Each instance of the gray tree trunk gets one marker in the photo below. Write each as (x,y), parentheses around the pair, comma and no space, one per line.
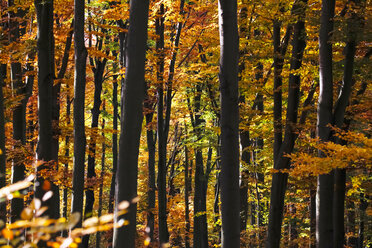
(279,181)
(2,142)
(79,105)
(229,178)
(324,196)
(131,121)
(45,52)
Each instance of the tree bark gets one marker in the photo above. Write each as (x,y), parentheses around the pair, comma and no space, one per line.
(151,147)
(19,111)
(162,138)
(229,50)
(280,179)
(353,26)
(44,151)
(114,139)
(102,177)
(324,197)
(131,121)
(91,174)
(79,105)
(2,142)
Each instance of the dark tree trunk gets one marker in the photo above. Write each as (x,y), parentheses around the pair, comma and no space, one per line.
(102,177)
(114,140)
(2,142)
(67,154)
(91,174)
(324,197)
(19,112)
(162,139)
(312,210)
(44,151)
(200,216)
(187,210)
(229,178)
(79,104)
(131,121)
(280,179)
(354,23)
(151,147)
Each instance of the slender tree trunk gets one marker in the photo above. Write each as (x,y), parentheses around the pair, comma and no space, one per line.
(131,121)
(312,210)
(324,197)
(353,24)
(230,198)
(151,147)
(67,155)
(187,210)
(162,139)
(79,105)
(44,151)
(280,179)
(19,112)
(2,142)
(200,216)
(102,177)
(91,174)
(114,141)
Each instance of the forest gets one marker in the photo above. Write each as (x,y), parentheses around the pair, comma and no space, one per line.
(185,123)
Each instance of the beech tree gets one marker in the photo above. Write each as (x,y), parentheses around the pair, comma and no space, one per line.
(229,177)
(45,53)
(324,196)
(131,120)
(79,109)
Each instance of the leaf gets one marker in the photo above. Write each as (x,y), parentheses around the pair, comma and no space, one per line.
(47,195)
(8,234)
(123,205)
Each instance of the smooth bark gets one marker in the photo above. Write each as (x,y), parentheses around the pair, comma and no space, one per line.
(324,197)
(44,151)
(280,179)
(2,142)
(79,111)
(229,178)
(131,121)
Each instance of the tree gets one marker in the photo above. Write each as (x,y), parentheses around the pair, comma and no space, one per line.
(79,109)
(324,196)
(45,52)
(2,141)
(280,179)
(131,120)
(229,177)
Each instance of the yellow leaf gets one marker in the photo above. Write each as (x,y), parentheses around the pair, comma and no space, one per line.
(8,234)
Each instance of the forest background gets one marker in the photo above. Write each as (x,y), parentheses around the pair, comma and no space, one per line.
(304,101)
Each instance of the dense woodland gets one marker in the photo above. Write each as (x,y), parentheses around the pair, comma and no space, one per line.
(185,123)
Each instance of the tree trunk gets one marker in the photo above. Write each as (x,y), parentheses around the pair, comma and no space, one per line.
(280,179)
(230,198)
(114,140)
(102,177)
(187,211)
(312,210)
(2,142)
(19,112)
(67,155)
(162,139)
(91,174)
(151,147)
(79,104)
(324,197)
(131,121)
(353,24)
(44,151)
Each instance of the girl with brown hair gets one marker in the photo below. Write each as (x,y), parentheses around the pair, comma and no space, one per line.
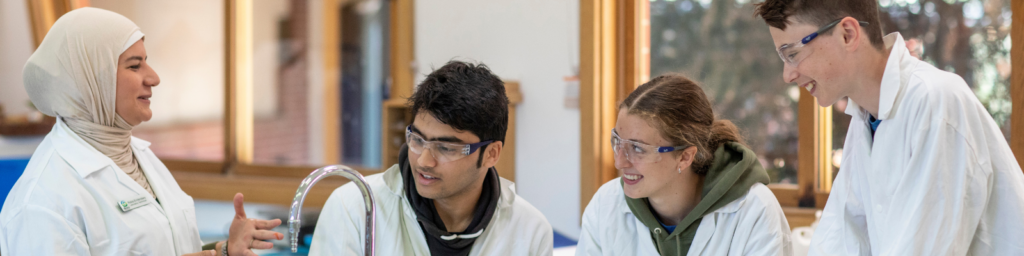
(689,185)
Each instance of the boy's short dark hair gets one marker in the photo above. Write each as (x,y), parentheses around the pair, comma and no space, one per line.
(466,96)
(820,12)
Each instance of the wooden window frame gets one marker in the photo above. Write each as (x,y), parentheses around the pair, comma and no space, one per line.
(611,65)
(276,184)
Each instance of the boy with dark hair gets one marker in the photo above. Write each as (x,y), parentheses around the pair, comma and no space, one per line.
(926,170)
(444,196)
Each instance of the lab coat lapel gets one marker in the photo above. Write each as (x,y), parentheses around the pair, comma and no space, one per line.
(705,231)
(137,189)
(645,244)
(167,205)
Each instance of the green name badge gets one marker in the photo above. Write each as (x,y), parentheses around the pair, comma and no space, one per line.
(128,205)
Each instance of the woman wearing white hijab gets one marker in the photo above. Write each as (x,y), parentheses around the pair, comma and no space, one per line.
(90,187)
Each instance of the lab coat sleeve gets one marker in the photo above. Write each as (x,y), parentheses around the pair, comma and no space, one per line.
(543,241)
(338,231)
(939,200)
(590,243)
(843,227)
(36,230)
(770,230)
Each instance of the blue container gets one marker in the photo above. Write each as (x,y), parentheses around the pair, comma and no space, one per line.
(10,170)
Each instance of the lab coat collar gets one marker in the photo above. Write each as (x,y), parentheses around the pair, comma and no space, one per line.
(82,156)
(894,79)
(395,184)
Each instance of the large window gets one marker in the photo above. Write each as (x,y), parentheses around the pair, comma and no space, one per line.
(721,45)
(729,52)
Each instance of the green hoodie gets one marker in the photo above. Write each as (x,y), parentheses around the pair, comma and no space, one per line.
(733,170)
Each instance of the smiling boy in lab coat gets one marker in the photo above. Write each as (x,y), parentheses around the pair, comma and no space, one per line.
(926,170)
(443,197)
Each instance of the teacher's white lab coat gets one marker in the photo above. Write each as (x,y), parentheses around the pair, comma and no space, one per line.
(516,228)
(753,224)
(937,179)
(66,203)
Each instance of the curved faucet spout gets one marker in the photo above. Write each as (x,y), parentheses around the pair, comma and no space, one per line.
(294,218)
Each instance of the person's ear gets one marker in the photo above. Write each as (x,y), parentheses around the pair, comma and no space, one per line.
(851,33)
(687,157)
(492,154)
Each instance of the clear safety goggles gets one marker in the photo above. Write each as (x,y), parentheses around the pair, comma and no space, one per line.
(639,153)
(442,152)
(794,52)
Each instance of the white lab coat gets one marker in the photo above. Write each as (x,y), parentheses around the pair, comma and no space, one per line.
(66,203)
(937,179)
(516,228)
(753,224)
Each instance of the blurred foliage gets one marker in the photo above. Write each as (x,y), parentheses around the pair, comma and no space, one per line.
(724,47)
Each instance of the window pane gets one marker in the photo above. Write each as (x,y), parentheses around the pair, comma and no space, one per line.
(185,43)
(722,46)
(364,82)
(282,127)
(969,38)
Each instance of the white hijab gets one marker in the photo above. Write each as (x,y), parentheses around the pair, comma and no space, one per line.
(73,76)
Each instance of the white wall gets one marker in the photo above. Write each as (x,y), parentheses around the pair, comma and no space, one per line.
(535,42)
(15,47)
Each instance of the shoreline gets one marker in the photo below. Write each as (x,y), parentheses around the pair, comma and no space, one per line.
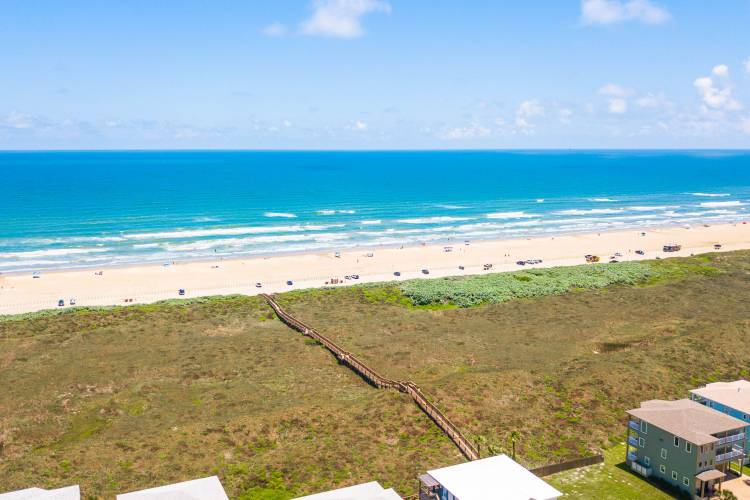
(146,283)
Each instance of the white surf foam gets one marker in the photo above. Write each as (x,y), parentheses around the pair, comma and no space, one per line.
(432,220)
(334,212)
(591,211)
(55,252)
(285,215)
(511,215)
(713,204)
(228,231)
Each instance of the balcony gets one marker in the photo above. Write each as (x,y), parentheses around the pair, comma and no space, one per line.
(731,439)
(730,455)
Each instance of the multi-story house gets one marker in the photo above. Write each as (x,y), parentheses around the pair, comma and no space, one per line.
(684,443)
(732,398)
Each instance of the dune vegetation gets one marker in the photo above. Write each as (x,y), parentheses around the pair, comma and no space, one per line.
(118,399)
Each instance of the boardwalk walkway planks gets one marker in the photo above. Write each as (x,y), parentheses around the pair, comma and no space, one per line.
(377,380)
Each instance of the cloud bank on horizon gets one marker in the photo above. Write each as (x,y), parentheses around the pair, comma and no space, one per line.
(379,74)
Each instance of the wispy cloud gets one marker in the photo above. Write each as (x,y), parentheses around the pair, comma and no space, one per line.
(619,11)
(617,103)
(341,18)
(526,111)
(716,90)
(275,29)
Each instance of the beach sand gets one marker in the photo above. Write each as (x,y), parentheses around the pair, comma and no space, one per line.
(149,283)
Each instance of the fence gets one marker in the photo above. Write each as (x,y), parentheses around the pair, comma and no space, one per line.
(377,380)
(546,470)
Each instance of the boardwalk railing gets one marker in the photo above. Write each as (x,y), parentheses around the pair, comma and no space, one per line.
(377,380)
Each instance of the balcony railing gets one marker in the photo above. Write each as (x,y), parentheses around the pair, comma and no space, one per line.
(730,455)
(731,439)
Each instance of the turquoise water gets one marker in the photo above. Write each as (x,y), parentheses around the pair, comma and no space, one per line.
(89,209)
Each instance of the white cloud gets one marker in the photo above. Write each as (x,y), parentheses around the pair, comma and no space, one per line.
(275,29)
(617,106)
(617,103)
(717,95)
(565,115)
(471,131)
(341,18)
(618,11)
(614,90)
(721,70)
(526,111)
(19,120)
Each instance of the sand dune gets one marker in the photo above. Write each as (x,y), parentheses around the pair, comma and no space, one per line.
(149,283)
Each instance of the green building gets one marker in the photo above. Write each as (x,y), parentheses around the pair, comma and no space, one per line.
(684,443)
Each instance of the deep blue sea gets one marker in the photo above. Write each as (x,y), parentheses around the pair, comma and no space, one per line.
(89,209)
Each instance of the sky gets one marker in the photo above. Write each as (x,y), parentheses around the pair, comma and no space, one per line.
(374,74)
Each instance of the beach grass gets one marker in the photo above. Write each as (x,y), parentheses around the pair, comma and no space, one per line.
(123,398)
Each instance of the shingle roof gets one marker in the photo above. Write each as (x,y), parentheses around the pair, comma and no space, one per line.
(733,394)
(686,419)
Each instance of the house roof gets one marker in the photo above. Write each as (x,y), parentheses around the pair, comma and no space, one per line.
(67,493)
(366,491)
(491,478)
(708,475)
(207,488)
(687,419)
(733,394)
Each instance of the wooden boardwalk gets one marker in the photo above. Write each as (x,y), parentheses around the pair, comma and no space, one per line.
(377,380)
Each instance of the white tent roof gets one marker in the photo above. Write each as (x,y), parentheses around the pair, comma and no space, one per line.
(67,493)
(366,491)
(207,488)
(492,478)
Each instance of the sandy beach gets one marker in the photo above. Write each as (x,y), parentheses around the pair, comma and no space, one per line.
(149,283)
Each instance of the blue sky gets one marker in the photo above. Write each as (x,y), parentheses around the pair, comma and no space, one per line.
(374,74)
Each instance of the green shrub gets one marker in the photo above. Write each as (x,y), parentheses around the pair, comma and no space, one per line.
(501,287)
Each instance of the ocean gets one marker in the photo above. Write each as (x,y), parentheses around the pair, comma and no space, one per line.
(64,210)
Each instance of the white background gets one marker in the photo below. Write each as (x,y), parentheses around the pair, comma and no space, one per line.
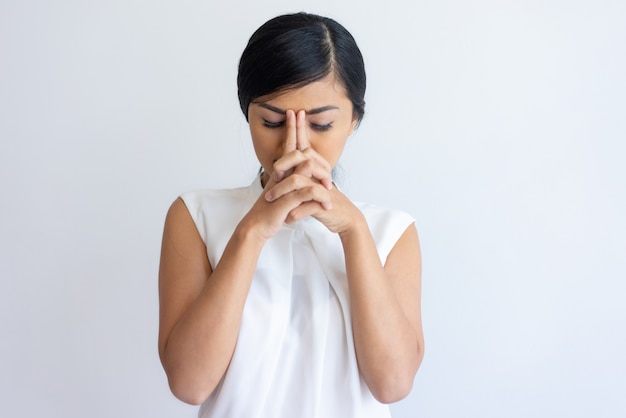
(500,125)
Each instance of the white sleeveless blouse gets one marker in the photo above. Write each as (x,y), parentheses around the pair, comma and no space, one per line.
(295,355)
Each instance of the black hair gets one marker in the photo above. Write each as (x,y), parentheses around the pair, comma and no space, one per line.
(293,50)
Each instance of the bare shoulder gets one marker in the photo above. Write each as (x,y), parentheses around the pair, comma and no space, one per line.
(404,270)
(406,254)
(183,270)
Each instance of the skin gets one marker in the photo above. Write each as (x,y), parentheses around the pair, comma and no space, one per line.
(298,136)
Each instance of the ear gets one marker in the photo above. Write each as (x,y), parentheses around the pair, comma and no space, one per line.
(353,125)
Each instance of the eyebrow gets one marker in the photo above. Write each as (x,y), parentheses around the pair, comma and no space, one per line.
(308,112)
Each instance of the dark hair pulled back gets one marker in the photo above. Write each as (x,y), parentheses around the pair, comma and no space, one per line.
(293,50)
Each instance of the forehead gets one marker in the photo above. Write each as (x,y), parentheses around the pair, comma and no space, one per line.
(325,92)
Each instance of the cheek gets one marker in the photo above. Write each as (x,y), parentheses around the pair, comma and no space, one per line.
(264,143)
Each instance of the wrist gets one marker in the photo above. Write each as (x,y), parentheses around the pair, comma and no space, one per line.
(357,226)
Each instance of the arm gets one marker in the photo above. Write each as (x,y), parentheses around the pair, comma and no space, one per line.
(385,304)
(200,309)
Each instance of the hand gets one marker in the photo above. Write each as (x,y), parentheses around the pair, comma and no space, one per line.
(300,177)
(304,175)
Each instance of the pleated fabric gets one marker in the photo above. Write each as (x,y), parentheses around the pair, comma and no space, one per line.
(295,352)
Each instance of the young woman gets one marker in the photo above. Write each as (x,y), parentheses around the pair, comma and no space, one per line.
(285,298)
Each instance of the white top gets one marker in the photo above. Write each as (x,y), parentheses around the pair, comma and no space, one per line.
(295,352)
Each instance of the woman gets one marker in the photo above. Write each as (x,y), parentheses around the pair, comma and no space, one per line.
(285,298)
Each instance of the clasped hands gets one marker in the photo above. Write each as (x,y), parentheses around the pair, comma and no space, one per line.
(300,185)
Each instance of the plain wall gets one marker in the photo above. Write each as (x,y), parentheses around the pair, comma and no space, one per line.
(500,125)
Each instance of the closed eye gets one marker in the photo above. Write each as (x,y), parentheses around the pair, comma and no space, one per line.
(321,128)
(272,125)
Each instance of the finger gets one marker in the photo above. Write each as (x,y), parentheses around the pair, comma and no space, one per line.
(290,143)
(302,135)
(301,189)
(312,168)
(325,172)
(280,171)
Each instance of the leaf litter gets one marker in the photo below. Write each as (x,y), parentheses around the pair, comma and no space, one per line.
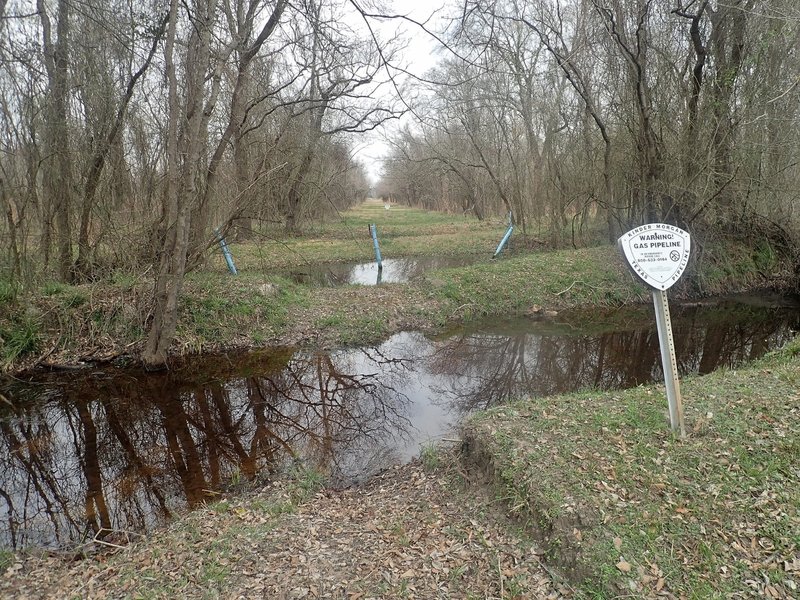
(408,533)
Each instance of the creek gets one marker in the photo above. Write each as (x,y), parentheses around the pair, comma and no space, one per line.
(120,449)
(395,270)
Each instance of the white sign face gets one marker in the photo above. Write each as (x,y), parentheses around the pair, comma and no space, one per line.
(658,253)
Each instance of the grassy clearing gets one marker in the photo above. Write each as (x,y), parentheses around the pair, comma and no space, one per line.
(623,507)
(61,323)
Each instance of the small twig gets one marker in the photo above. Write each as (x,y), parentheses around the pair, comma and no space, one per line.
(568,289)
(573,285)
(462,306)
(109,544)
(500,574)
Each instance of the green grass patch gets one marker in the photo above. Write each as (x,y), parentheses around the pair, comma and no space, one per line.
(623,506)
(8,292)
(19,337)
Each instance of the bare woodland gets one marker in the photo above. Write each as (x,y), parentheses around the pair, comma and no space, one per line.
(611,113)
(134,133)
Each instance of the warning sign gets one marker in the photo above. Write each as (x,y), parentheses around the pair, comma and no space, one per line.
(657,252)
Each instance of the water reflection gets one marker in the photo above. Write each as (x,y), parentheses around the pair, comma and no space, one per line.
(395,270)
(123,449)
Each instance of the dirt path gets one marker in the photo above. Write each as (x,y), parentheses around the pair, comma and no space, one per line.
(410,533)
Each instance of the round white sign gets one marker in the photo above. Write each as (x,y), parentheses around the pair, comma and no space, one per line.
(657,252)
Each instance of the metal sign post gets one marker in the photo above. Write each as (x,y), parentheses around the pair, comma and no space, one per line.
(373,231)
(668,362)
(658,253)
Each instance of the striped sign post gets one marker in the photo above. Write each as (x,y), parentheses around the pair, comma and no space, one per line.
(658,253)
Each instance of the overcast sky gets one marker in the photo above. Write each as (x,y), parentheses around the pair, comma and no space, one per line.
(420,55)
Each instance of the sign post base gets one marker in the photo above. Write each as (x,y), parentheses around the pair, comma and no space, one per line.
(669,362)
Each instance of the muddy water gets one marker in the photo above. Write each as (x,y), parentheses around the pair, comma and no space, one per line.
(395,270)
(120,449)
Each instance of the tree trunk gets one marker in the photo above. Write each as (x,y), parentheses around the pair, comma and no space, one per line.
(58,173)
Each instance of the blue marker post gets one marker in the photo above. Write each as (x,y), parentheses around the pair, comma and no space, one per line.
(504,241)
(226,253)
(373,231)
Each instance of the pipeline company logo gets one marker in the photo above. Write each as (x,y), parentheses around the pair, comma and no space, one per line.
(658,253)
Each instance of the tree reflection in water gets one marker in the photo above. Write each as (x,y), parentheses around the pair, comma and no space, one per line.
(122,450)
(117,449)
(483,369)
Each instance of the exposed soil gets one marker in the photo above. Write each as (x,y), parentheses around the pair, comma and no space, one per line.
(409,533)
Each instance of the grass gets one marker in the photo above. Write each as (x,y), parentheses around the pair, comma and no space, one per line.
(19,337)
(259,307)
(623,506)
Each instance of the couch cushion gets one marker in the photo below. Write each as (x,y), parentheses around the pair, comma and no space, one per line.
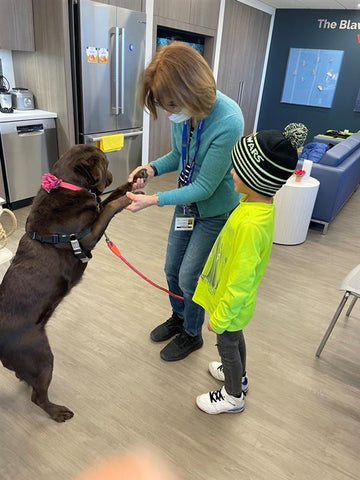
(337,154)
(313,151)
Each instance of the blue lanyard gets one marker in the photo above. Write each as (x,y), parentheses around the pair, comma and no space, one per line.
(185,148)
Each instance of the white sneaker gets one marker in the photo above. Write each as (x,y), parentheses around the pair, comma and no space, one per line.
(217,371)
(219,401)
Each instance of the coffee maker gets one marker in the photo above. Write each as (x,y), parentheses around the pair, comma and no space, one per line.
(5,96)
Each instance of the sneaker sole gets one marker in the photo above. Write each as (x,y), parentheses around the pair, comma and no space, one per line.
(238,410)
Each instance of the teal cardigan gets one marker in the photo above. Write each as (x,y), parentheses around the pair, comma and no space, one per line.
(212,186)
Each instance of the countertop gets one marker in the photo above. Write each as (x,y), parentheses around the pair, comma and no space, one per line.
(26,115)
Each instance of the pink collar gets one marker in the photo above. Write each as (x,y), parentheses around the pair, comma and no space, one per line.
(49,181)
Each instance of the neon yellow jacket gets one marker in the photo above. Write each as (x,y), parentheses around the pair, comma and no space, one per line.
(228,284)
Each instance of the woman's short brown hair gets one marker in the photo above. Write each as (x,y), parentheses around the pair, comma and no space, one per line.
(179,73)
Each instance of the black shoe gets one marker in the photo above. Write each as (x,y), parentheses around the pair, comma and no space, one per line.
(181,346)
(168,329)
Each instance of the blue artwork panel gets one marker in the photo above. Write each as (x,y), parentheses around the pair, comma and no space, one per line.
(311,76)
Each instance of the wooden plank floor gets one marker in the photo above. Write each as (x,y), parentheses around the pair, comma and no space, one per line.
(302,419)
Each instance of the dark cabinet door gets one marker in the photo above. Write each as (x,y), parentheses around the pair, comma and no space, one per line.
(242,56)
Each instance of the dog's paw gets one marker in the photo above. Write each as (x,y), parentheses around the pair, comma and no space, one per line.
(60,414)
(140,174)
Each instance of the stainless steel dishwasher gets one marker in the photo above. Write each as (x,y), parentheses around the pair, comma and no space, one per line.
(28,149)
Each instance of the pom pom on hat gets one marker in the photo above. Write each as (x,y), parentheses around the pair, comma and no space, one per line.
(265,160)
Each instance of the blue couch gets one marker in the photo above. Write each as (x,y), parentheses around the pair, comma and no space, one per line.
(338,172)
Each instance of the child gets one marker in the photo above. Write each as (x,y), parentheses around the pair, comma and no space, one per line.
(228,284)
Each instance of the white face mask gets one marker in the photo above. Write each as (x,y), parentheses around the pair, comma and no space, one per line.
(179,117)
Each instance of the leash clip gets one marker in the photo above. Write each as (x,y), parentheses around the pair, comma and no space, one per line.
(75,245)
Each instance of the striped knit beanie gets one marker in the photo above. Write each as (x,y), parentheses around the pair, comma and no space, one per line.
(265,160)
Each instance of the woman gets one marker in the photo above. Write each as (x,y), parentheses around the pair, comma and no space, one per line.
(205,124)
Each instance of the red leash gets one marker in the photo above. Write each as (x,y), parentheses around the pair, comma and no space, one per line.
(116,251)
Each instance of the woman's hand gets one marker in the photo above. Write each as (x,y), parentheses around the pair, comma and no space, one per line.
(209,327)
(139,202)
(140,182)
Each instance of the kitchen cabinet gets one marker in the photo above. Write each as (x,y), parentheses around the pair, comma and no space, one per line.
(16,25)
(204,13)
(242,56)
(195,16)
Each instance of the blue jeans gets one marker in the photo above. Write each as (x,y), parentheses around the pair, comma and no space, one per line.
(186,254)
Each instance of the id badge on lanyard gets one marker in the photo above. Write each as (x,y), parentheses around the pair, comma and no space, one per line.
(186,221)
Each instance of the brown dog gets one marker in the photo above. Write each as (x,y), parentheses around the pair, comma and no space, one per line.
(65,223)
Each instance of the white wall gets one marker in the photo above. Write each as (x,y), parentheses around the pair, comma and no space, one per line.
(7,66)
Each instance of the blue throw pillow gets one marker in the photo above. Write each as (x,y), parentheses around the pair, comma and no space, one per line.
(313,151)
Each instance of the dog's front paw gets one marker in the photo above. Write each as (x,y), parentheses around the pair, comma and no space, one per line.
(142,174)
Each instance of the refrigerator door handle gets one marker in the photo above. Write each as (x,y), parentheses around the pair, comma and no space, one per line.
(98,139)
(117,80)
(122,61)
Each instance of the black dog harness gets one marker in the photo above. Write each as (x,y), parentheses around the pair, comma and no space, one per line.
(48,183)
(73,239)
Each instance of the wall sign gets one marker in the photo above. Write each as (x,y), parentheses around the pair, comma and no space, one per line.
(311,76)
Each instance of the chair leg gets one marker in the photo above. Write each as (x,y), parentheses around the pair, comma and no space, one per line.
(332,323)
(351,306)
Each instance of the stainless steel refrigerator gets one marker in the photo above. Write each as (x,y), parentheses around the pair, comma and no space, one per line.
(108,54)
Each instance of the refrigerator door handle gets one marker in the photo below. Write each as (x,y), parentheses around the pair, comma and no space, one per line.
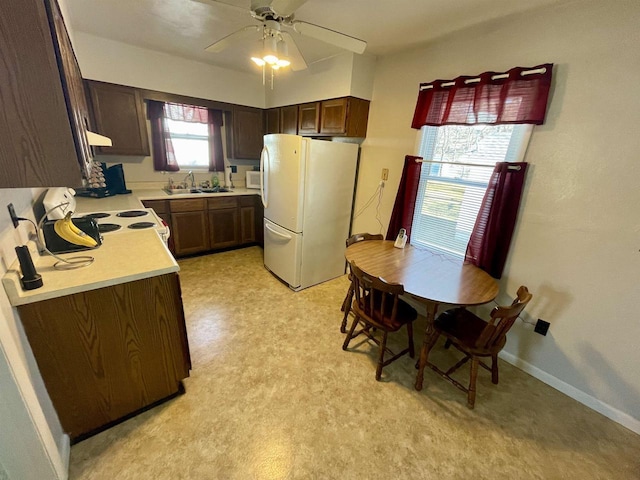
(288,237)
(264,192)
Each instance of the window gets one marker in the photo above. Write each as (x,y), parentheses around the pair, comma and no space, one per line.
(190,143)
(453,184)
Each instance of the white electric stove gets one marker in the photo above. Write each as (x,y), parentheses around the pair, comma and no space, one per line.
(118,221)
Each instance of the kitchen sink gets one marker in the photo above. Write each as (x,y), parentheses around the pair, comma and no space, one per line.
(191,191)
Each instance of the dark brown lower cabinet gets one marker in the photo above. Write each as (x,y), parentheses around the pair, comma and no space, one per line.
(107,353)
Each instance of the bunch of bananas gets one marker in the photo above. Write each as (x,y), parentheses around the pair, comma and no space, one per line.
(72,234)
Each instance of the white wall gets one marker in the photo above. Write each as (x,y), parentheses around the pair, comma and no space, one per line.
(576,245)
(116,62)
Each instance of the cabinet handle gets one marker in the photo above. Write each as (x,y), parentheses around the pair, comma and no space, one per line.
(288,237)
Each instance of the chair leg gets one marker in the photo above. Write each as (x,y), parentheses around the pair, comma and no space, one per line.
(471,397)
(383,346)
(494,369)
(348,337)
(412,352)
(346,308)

──────────────────────────────

## Challenge
Repeat, without change, each line of the data above from the one that contains "Each instance of the window gets" through the final line, counting both.

## Exercise response
Each instance of the window gets one marker in the photo above. Write each as (x,y), parentheses around the pair, comma and no space, one per line.
(190,143)
(453,184)
Each instance of the white electric stove gets one marker in the photo above. Write each as (x,y), parentheses around the pair, comma and no space, one per line.
(118,221)
Each instance of the kitchen sink gets one marker in the photo above. Write each as (x,y), parentheses around the pair, comma and no space, one per line.
(191,191)
Each instance of the dark brown lower cabinet gets one marker in the photo above. Write each as (x,y), parentheses around the pair, comma and no space, one per line.
(107,353)
Each instance of the bunch of bananas gets one marker in the photo above. Write each as (x,y), parentheses around the pair, comma and no space, one per line.
(72,234)
Each instance of the white wall gets one marker in the photo above. Write each as (x,y), parentheses around the pair, comma and no space, one per line.
(576,245)
(116,62)
Each instance of the cabinet handle gets one marker in the photo above. Write each as (x,y), parentheses around the pair, comma and no space, one per line.
(288,237)
Each instance of the chair leg gets one marker in the photo above. Write each as (x,y), parentheses around the pair, comma and no space, one per line.
(471,397)
(383,346)
(494,369)
(348,337)
(412,352)
(346,308)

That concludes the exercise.